Data in this exercise —
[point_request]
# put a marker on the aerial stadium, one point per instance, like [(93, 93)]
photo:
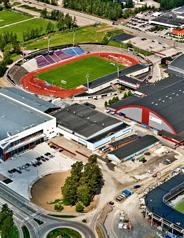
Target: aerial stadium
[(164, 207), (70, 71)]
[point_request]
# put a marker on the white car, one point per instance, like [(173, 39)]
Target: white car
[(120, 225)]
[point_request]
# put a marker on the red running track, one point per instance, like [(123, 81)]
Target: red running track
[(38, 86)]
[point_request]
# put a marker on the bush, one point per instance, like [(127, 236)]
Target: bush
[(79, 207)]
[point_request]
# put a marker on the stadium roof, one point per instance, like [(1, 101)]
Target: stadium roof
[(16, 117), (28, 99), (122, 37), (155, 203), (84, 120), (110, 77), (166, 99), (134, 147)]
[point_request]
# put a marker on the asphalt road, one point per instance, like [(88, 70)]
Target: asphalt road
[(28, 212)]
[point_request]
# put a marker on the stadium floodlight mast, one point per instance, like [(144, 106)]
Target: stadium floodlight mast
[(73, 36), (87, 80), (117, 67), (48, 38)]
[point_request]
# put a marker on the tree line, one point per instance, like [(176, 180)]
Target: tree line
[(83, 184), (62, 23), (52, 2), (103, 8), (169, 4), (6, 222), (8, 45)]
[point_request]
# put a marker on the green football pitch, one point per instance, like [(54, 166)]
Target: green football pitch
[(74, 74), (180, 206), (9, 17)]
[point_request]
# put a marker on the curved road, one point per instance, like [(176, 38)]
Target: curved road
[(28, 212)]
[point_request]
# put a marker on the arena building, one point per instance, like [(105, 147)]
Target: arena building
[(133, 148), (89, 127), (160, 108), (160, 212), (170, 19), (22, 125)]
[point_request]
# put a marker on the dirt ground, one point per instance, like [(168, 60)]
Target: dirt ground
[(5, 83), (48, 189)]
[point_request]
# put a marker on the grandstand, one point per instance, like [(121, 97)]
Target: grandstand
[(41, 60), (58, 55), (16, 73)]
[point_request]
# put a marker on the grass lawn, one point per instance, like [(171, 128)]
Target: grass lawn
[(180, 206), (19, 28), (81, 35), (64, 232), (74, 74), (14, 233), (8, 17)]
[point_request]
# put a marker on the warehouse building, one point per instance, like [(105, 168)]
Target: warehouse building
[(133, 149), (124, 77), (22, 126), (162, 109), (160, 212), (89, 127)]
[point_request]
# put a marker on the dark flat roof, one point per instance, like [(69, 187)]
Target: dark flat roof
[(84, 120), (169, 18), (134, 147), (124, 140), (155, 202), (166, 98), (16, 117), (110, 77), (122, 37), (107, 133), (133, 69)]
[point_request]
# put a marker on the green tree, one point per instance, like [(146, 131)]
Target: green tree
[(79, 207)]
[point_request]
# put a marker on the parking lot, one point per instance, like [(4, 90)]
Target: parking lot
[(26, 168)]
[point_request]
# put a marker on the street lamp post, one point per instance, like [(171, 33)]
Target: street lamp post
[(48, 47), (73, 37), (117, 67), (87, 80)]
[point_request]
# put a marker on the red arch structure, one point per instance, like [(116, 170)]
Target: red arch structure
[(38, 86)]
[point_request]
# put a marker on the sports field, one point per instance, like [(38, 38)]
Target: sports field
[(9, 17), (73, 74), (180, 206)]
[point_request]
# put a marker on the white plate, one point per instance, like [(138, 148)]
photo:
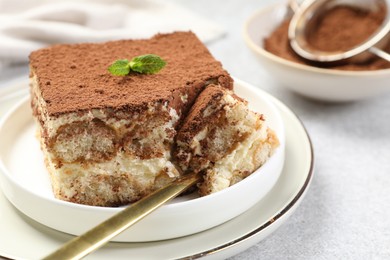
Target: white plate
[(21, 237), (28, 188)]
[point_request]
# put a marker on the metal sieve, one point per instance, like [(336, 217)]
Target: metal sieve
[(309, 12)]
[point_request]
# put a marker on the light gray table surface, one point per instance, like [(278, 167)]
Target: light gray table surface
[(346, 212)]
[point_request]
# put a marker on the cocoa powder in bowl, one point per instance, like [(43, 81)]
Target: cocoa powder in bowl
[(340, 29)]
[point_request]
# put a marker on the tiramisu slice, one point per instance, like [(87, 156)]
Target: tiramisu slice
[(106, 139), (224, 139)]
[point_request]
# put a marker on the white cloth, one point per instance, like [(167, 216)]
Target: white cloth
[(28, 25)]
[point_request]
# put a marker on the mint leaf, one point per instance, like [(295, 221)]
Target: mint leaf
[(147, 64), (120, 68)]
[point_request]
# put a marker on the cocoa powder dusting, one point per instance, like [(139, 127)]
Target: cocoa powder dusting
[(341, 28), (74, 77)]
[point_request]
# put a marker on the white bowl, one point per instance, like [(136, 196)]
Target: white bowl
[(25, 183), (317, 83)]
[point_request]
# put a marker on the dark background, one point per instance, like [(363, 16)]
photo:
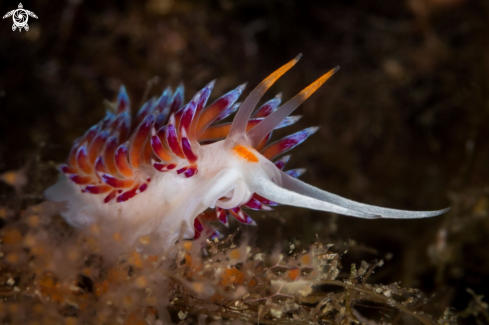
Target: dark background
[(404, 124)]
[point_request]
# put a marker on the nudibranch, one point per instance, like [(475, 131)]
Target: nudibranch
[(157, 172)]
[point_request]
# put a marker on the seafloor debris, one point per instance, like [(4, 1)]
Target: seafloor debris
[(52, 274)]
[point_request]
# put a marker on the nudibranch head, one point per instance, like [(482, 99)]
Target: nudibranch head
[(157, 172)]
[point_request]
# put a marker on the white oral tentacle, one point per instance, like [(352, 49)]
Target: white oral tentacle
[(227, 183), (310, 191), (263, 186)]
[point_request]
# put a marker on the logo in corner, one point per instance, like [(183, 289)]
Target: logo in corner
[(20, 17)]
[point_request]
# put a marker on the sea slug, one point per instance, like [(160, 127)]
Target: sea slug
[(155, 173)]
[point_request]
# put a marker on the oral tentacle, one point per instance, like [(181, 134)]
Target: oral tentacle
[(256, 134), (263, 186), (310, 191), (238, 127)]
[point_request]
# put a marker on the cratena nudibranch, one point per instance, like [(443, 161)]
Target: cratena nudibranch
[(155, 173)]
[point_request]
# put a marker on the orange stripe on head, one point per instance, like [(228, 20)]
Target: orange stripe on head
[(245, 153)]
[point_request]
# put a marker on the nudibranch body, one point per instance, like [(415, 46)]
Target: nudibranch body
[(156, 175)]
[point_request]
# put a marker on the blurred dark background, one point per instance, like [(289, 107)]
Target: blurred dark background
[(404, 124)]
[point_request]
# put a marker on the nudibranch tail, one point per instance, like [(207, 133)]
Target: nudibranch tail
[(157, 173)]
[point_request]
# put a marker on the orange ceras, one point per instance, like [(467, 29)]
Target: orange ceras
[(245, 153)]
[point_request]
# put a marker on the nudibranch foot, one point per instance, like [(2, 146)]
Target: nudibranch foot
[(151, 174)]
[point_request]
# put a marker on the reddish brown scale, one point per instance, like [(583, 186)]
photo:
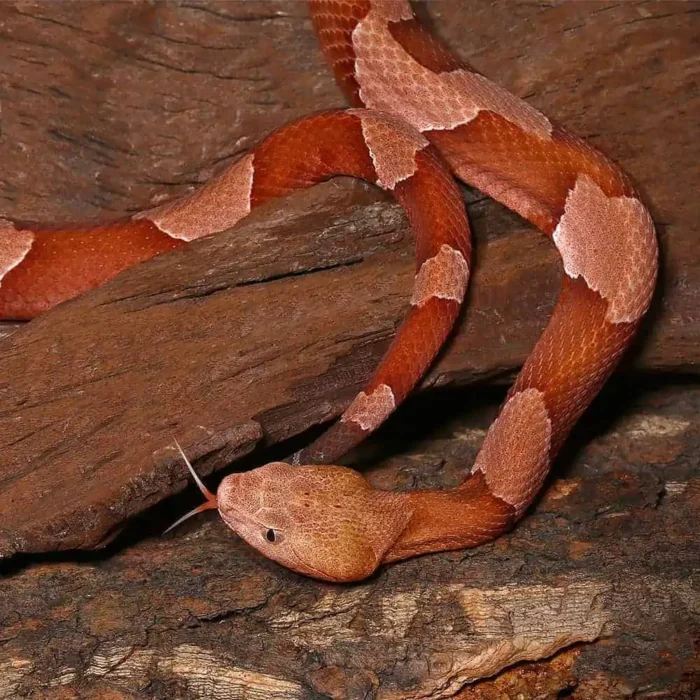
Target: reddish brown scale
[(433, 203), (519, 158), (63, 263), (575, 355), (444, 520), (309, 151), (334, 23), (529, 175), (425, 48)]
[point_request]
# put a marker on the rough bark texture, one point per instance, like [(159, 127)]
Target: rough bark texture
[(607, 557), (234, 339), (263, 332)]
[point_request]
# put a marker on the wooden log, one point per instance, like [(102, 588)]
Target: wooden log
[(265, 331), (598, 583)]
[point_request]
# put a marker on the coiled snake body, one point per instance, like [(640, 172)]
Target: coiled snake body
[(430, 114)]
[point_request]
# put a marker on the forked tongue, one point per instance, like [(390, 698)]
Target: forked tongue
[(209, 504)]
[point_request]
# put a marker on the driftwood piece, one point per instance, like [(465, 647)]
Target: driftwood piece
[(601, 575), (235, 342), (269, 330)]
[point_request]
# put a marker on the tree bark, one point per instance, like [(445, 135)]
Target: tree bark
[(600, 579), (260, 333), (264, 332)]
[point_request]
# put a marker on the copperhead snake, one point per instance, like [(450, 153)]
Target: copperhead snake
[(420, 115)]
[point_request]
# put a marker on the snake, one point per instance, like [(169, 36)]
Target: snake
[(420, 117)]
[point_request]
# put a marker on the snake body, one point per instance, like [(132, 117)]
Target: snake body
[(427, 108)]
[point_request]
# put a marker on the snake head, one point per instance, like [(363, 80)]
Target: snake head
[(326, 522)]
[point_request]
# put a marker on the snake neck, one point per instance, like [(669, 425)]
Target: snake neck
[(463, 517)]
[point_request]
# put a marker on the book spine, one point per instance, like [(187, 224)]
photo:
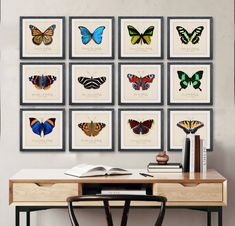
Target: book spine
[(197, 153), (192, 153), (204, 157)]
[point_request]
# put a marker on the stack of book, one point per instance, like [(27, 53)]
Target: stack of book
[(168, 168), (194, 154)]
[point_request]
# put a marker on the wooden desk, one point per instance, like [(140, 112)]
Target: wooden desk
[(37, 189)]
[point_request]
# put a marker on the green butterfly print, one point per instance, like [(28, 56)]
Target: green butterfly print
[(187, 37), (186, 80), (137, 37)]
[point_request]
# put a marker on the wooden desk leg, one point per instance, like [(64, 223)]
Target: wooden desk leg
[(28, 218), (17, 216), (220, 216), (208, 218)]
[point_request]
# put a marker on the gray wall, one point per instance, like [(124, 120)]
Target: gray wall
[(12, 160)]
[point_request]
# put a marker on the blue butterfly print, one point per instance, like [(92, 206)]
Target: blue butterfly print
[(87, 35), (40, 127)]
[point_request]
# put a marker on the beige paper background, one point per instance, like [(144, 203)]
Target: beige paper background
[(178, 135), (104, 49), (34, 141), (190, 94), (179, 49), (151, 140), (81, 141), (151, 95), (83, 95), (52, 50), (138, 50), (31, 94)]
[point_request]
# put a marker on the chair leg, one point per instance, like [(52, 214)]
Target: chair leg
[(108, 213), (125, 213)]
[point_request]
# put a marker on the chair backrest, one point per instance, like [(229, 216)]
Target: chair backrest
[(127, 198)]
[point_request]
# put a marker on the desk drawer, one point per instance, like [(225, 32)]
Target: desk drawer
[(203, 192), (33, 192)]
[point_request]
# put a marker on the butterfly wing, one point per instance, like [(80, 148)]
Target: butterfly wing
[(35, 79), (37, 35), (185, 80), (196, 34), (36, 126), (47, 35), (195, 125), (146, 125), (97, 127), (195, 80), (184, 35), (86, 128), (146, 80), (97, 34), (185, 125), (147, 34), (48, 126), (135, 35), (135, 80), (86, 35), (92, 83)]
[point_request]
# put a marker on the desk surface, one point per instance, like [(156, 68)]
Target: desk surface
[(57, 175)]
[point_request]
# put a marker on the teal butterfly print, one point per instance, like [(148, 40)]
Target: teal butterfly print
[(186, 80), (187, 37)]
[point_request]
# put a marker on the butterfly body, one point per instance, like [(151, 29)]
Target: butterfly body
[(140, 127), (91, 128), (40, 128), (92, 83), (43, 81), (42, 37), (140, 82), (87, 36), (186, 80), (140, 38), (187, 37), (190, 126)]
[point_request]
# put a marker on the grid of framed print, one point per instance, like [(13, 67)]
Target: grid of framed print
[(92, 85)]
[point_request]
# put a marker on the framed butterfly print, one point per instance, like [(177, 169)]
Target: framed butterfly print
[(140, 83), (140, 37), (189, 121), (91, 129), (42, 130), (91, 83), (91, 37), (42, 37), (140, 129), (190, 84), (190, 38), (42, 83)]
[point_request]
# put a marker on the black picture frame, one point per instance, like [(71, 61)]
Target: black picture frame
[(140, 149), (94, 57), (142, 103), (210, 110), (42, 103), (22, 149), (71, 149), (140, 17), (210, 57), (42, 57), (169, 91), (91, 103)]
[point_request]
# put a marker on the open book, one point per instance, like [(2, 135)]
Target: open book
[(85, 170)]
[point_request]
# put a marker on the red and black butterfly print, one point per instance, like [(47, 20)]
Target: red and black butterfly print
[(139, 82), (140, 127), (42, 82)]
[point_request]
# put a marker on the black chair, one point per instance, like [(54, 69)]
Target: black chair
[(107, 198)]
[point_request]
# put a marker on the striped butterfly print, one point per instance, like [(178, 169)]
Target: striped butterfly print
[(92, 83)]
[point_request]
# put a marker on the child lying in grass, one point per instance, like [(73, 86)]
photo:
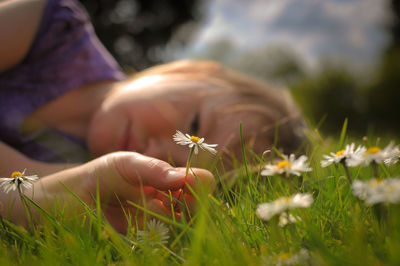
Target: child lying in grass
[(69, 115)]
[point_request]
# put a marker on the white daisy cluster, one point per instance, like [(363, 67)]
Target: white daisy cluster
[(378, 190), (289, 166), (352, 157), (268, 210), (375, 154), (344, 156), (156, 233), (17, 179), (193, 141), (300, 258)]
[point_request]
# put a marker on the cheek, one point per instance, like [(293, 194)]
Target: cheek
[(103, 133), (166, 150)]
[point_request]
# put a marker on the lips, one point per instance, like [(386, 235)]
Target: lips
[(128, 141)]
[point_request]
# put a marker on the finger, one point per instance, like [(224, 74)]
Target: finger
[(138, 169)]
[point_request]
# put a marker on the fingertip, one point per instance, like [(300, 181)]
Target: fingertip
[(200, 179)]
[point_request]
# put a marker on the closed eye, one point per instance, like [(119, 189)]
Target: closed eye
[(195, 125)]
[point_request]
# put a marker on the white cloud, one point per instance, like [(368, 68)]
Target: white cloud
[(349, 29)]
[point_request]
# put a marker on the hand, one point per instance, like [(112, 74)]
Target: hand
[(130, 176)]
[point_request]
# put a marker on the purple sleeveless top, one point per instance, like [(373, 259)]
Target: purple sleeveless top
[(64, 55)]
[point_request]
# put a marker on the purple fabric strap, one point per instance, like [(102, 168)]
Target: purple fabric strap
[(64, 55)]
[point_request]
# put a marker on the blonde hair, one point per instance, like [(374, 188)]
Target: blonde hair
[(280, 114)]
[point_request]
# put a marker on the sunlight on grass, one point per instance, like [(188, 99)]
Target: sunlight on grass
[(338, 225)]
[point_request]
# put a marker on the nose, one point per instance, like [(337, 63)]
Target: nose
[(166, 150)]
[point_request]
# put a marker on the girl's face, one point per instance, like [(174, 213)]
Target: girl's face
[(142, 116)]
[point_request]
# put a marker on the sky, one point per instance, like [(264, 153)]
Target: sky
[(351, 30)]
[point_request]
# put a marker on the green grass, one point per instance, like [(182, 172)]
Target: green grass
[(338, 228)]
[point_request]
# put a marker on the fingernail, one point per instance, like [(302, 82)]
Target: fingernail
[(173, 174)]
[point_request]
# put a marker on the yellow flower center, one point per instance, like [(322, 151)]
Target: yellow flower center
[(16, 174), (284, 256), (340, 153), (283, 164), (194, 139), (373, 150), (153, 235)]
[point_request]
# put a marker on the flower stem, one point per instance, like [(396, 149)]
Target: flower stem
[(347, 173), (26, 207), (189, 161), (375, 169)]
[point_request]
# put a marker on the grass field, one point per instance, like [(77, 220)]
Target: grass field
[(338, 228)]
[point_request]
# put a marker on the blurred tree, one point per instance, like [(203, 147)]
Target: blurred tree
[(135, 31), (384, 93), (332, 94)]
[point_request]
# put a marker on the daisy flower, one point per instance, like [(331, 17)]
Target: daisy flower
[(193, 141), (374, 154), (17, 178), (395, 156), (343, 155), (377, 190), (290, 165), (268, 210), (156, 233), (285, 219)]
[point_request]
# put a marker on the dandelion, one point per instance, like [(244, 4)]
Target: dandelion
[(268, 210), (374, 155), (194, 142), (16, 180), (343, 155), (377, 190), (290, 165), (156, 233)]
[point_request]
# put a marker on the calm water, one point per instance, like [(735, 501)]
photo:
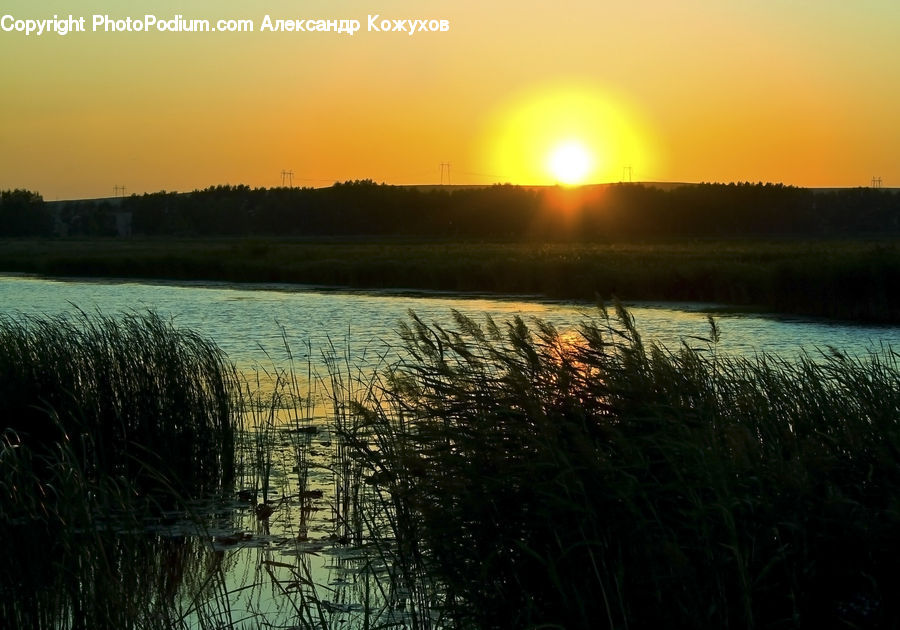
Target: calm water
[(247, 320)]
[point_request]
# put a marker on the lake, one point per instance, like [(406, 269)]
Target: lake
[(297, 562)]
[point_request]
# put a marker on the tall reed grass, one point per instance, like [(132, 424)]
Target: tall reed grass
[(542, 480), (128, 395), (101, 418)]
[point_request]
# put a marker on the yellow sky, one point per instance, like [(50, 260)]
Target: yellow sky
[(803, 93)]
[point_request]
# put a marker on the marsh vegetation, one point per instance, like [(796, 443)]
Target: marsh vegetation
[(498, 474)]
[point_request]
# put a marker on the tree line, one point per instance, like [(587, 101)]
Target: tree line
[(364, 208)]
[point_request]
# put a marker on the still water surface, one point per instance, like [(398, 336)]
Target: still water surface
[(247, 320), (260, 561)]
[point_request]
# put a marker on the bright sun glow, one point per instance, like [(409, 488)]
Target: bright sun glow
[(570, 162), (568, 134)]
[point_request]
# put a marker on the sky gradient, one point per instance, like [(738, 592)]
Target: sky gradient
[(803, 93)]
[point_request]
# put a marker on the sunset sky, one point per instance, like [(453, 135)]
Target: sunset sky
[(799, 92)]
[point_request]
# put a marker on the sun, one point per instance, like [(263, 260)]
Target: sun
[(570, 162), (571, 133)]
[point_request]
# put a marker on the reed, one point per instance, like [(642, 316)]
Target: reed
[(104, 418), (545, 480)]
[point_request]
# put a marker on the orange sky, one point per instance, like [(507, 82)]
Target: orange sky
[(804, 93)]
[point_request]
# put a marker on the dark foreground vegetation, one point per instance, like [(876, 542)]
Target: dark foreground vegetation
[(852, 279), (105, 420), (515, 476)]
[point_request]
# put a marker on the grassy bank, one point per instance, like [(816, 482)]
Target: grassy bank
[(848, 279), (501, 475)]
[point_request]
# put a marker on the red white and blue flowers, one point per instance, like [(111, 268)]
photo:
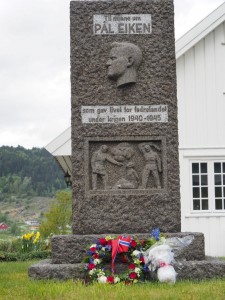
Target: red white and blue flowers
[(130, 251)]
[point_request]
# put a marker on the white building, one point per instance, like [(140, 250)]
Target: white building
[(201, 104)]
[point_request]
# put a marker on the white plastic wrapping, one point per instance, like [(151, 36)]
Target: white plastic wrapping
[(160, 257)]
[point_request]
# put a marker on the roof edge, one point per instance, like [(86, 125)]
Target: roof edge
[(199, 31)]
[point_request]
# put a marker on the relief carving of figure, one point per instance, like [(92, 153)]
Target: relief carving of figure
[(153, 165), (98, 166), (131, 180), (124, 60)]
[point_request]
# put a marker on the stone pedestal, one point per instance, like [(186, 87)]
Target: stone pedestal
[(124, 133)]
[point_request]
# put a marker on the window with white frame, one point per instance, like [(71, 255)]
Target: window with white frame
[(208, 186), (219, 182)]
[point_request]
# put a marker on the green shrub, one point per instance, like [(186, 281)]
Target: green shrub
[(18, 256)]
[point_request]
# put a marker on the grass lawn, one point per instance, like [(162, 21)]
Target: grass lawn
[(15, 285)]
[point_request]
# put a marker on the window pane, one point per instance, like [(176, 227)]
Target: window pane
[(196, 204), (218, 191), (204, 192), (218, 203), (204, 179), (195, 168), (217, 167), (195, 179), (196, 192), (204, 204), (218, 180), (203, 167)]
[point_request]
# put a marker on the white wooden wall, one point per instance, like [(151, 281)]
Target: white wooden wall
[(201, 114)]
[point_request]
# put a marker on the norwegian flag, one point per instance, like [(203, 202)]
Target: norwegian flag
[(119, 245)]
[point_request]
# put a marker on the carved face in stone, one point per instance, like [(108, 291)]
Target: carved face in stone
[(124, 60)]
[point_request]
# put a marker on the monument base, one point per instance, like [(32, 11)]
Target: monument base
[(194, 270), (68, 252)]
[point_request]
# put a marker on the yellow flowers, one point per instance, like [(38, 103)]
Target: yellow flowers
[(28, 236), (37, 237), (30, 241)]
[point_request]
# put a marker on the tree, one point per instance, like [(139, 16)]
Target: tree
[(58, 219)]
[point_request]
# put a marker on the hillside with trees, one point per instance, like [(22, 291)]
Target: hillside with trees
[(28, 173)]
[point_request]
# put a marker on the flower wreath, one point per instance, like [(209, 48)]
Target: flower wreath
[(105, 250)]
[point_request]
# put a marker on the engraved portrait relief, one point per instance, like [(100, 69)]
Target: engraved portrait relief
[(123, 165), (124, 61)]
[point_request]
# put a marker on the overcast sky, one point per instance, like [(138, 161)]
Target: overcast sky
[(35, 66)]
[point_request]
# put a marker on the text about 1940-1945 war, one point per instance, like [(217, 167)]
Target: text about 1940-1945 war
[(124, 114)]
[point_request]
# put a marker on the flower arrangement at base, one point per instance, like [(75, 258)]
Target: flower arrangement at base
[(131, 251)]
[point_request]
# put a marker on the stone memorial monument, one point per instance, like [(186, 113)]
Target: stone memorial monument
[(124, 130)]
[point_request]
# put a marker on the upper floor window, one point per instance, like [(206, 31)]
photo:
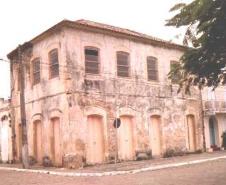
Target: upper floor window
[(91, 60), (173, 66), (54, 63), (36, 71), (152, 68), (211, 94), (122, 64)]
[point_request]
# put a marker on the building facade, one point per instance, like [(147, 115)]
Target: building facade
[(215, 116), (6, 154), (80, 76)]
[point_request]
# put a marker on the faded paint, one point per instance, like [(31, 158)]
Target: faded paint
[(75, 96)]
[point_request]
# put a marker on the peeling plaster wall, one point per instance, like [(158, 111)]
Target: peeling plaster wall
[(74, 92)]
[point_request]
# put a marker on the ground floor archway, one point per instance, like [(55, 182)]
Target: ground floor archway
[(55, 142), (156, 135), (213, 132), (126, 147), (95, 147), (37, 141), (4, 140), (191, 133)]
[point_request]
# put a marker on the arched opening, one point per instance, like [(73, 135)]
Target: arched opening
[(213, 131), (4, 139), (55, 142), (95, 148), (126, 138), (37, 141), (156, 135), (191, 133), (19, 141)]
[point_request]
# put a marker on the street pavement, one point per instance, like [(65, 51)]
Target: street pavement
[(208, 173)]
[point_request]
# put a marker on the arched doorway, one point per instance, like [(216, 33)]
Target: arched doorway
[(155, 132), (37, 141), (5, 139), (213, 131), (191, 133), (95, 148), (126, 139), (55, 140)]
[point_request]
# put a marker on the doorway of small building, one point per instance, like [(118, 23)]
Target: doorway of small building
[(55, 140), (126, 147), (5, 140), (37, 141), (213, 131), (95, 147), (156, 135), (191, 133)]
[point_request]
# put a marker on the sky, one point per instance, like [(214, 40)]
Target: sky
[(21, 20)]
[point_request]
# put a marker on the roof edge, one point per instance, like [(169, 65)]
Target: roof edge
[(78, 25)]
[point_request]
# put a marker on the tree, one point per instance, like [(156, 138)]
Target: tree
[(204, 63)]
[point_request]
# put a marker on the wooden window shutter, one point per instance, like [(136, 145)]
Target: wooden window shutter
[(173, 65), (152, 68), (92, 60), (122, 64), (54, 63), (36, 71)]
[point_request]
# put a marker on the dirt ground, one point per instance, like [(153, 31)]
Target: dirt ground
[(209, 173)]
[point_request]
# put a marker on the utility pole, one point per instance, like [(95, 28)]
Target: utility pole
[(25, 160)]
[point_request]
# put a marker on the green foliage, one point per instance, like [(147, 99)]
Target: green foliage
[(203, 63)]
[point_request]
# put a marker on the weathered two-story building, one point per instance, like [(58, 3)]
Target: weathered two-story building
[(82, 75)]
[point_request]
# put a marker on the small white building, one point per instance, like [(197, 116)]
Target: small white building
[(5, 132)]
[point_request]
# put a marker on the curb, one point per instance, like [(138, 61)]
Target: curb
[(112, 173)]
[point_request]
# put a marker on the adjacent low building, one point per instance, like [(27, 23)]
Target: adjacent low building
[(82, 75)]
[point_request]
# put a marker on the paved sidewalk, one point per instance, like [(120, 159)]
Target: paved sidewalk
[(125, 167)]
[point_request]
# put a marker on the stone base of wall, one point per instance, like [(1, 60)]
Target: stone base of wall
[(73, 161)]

Work required —
Pictures aside, repeat exactly every line from the top of the listing above through the line bearing "# put a marker on the white car, one", inclusive.

Answer area —
[point_request]
# put a marker on the aerial stadium, one point per instance, like [(93, 93)]
photo:
Target: aerial stadium
[(164, 207), (70, 71)]
[point_request]
# put a marker on the white car, one point per instance, like [(173, 39)]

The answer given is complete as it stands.